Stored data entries
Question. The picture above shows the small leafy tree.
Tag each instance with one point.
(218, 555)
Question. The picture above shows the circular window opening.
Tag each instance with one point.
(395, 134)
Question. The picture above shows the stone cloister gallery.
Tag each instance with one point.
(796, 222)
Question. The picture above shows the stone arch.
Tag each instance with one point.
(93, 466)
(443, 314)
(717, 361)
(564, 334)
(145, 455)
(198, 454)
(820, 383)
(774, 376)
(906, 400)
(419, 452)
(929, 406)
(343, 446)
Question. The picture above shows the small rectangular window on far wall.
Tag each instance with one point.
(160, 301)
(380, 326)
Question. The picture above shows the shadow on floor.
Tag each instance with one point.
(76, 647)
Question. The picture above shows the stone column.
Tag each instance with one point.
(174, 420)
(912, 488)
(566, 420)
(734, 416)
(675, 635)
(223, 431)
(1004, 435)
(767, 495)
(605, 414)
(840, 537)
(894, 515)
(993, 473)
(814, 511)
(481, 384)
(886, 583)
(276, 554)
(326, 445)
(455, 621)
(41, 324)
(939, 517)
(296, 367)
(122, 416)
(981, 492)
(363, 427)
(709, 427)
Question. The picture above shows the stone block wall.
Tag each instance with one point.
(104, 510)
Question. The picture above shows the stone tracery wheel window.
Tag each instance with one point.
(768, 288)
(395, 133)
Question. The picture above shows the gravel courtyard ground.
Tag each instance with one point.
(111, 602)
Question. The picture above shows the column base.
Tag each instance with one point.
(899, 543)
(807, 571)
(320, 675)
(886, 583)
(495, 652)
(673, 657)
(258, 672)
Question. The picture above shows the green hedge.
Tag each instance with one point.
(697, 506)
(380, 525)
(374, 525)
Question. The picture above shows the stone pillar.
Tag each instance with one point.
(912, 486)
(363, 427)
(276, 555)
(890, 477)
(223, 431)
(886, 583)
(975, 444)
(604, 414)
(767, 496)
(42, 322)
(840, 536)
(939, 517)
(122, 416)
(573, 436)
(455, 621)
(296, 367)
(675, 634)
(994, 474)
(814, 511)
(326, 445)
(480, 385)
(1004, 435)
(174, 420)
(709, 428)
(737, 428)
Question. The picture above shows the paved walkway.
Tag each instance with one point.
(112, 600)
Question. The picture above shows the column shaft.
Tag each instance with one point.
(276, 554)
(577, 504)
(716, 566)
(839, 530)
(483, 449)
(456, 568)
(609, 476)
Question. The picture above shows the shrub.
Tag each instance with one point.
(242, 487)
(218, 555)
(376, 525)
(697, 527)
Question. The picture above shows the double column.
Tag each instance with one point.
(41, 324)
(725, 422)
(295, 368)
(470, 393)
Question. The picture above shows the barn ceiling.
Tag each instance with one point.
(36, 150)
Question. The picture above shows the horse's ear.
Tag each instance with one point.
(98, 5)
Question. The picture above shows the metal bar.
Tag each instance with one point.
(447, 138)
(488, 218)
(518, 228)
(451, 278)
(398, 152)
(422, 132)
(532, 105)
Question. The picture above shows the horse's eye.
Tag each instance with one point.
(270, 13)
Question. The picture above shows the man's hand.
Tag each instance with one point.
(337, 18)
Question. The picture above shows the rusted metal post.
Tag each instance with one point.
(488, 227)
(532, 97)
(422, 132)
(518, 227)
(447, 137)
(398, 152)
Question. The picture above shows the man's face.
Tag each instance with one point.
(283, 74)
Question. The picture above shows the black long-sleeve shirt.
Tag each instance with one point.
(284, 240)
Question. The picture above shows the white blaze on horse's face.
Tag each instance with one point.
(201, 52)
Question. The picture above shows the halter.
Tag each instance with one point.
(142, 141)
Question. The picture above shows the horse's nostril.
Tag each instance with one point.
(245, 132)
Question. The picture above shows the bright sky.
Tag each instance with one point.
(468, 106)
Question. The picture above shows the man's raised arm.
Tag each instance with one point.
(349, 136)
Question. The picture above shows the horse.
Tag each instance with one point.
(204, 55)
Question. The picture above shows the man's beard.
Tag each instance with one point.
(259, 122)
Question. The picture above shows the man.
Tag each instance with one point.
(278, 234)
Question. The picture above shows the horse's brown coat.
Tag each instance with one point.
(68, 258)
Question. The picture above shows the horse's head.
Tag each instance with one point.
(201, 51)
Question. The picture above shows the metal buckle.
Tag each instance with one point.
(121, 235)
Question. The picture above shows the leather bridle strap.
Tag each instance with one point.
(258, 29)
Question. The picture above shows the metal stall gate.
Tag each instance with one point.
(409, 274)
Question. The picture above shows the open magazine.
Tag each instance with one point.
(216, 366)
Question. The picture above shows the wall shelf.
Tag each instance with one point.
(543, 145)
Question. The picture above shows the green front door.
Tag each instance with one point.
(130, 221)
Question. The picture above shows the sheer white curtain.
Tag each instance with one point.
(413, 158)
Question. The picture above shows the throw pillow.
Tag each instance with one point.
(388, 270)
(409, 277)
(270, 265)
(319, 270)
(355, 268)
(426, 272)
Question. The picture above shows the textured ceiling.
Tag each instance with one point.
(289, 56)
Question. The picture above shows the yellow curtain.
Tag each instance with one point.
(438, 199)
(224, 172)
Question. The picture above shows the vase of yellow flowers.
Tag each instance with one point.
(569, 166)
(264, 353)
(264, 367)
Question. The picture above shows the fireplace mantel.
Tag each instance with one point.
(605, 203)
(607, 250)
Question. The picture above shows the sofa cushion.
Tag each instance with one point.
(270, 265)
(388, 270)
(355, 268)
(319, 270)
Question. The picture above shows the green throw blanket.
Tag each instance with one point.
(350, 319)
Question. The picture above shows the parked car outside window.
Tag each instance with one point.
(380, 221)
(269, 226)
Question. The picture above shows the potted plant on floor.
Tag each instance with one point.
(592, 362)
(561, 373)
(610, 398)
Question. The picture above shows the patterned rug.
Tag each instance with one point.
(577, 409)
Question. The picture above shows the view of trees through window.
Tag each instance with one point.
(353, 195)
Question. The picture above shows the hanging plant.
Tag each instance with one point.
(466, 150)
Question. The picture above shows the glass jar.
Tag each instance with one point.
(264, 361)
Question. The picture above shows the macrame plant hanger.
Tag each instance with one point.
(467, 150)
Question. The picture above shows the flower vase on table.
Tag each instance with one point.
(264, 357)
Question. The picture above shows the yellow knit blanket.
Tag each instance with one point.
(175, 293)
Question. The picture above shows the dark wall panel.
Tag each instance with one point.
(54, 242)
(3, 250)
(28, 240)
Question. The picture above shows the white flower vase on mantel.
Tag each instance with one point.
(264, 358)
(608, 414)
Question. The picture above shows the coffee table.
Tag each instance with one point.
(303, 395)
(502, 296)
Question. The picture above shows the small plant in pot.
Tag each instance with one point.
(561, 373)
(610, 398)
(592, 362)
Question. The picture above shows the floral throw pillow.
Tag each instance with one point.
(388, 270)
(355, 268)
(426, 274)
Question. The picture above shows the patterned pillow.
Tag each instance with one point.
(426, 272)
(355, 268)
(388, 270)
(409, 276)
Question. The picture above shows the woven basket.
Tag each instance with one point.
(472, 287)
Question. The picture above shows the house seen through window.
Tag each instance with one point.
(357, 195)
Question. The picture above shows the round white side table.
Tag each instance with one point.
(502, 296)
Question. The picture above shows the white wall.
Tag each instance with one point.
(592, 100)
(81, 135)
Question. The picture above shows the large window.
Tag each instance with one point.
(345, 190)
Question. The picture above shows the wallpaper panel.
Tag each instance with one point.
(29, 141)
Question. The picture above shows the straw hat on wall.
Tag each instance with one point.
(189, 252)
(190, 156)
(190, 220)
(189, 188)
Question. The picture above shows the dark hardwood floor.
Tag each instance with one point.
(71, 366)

**WHAT IS EXPECTED**. Repeat all the entries above without altering anything.

**THE ANSWER**.
Question. The picture above shows the small leafy tree.
Tag each instance with one point.
(218, 555)
Question. The picture above shows the circular window opening.
Tag each instance with one point.
(395, 134)
Question. The picture above shows the stone cloister gallery.
Tag each instance with one point.
(796, 222)
Question. The picture above shows the stone arch.
Tag each instance with one point.
(93, 466)
(443, 314)
(717, 361)
(564, 334)
(145, 455)
(198, 454)
(820, 383)
(774, 376)
(906, 400)
(419, 452)
(929, 406)
(343, 446)
Question. The picture above shows the small rectangular window on far wall.
Tag each instance with one point.
(160, 301)
(380, 326)
Question. The picture above shows the shadow on floor.
Tag each instance with one point.
(76, 647)
Question. The picture above shows the stone column.
Tag each instance with one point.
(174, 420)
(912, 488)
(566, 420)
(734, 416)
(675, 635)
(223, 431)
(1004, 435)
(767, 495)
(605, 414)
(840, 537)
(894, 515)
(993, 473)
(814, 511)
(481, 384)
(886, 583)
(276, 554)
(326, 445)
(455, 621)
(41, 324)
(939, 517)
(296, 367)
(122, 416)
(981, 492)
(363, 427)
(709, 427)
Question. The picture above shows the stone block wall.
Tag each instance with one point.
(104, 510)
Question. The picture above shows the stone tracery wheel window.
Tag each instance with one point.
(768, 288)
(395, 133)
Question. The picture above shows the gravel courtyard ground.
Tag each instance with one point.
(111, 602)
Question. The picture above shows the column base.
Tag each instance with one point.
(899, 543)
(807, 571)
(320, 675)
(886, 583)
(495, 652)
(673, 657)
(258, 672)
Question. The picture above shows the green hedge.
Tag each instance with one point.
(697, 506)
(380, 525)
(374, 525)
Question. The picture above shows the stone pillar.
Tag each instance with one point.
(912, 486)
(363, 427)
(276, 555)
(890, 477)
(223, 431)
(886, 583)
(975, 444)
(604, 414)
(767, 496)
(42, 322)
(840, 536)
(939, 517)
(122, 416)
(573, 436)
(455, 621)
(296, 367)
(675, 634)
(994, 474)
(814, 511)
(326, 445)
(480, 385)
(1004, 435)
(174, 420)
(709, 428)
(737, 428)
Question. The picture above shows the paved walkway.
Tag each instance with one point.
(112, 600)
Question. The picture above shows the column shaft.
Tag each instance with one point.
(276, 554)
(577, 504)
(716, 566)
(839, 530)
(483, 449)
(456, 568)
(609, 476)
Question. The picture above shows the shrub.
Tag each instance with one point.
(242, 487)
(218, 555)
(376, 525)
(697, 527)
Question. The picture above shows the double column.
Tag each instance with one point.
(41, 324)
(725, 422)
(295, 368)
(470, 393)
Question. The picture above shows the barn ceiling.
Tag each instance with one point.
(36, 150)
Question. The picture above shows the horse's ear.
Tag each instance with one point.
(98, 5)
Question. The picture above shows the metal bar.
Tag each instance with one point.
(447, 138)
(488, 218)
(518, 228)
(451, 278)
(398, 152)
(422, 132)
(532, 105)
Question. The picture above shows the horse's eye.
Tag each instance with one point.
(270, 13)
Question. The picture above shows the man's hand.
Tag each instance with one point.
(337, 18)
Question. The picture above shows the rusted metal post.
Tag each instance with one point.
(488, 227)
(532, 97)
(422, 132)
(518, 227)
(447, 137)
(398, 152)
Question. The picture above shows the man's face.
Tag each instance with one point.
(283, 74)
Question. The picture above shows the black long-sleeve shirt.
Tag each instance with one point.
(284, 240)
Question. The picture above shows the white blaze on horse's face.
Tag each instance with one point.
(201, 52)
Question. The picture above shows the halter.
Tag each instance with one point.
(142, 141)
Question. The picture above shows the horse's nostril.
Tag each instance with one point.
(245, 132)
Question. The picture above shows the bright sky.
Tag each instance with one point.
(468, 106)
Question. The picture above shows the man's raised arm.
Tag each instance with one point.
(349, 136)
Question. The picture above shows the horse.
Tag each instance with one point.
(204, 55)
Question. The picture above shows the man's beard.
Tag each instance with one point.
(259, 122)
Question. The picture above shows the man.
Tag each instance with one point.
(278, 234)
Question. The picture above shows the horse's brown coat.
Tag each instance with one point.
(68, 258)
Question. The picture above shows the horse's head.
Tag each instance with one point.
(201, 51)
Question. The picture above shows the metal buckle.
Tag each instance with one point.
(121, 235)
Question. The picture above shows the leather bridle strap.
Tag each instance with one point.
(258, 29)
Question. The picture above shows the metal stall gate.
Tag each instance with one point.
(409, 274)
Question. The picture above shows the open magazine.
Tag each instance with one point.
(216, 366)
Question. The picture above shows the wall shelf.
Tag each instance with one point.
(543, 145)
Question. The picture above shows the green front door.
Tag each instance with one point.
(130, 221)
Question. The picture above shows the sheer white curtain.
Tag each instance with one point.
(413, 158)
Question. The picture above shows the throw pillow.
Tag each instance with one point.
(388, 270)
(409, 277)
(270, 265)
(319, 270)
(355, 268)
(426, 272)
Question. The picture above shows the textured ceiling.
Tag each instance with one point.
(289, 56)
Question. The picture above shows the yellow curtain.
Tag each instance with one point.
(438, 199)
(224, 172)
Question. The picture above shows the vase of yellow flowers.
Tag each instance with one point.
(569, 166)
(264, 353)
(264, 367)
Question. The picture above shows the fireplace mantel.
Tag each instance with one point.
(605, 203)
(607, 250)
Question. The picture above shows the sofa cushion.
Tag each instance with one point.
(270, 265)
(388, 270)
(355, 268)
(319, 270)
Question. The picture above shows the green throw blanket.
Tag each instance with one point.
(350, 319)
Question. The picture above shows the parked car outside window.
Tag each instance with one point.
(380, 221)
(269, 226)
Question. The picture above shows the potted plant on floor.
Tag each instance with one point.
(592, 362)
(561, 373)
(610, 398)
Question. The picture above shows the patterned rug.
Tag each instance with one point.
(577, 409)
Question. The picture above shows the view of trees through window.
Tag each instance with one point.
(353, 195)
Question. The picture above shows the hanging plant.
Tag each instance with one point.
(466, 150)
Question. The picture above shows the glass jar.
Tag each instance with one point.
(264, 361)
Question. The picture above shows the macrame plant hanger.
Tag each instance with one point.
(467, 150)
Question. The picture above shows the flower vase on table.
Tag each instance with one point.
(264, 357)
Question. The picture above shows the yellow knit blanket.
Tag each instance with one point.
(175, 293)
Question. The picture above shows the dark wall panel.
Tag each instance with one point.
(54, 242)
(3, 250)
(28, 240)
Question. The picture above shows the white flower vase on mantel.
Tag each instance with one point.
(264, 358)
(608, 414)
Question. The picture above shows the coffee table.
Tag each instance with one point.
(303, 395)
(502, 296)
Question. The picture above shows the small plant in pot.
Tag each instance with one point.
(561, 373)
(610, 398)
(592, 362)
Question. The picture above shows the floral throw pillow.
Tag each instance with one point.
(388, 270)
(355, 268)
(426, 274)
Question. The picture above shows the patterned pillow.
Tag each instance with one point.
(426, 272)
(355, 268)
(388, 270)
(409, 276)
Question. The picture above shows the woven basket.
Tag each instance with one point.
(472, 287)
Question. The picture above shows the house seen through window.
Tag each instance with one point.
(357, 195)
Question. The picture above shows the round white side table.
Tag each instance with one point.
(502, 296)
Question. The picture above shows the white wall.
Tag each instance with one point.
(592, 100)
(81, 135)
Question. The picture above shows the large window.
Tag each instance with one point.
(345, 190)
Question. The picture above shows the wallpaper panel.
Tag each instance with one point.
(29, 141)
Question. The picture above shows the straw hat on wall.
Tag each instance with one point.
(189, 252)
(190, 156)
(190, 220)
(189, 188)
Question. The picture above shows the dark hardwood floor.
Tag each instance with one point.
(71, 366)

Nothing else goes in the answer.